Work to be completed: Write out every line of the rows below word for word, omitting the pictures.

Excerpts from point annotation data
- - - - - - -
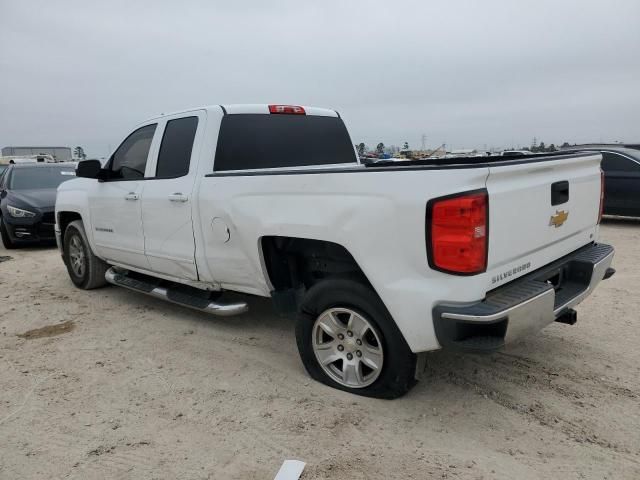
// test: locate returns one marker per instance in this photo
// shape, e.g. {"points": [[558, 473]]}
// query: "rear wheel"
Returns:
{"points": [[85, 269], [348, 340], [6, 239]]}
- - - - - - -
Response to this exercise:
// test: locate returns one marker per instance in this photo
// shape, e.g. {"points": [[558, 473]]}
// query: "rear wheel"
Returns:
{"points": [[85, 269], [348, 340], [6, 239]]}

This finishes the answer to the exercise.